Exercise brief: Please copy the listing below in its entirety, without alteration.

Supplied data:
━━━━━━━━━━

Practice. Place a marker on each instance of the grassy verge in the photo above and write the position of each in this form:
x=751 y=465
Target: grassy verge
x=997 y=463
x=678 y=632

━━━━━━━━━━

Response area:
Practice. Place a marker on each instance of the grassy verge in the photo above and write the position of each in this form:
x=751 y=465
Target: grassy verge
x=997 y=463
x=678 y=632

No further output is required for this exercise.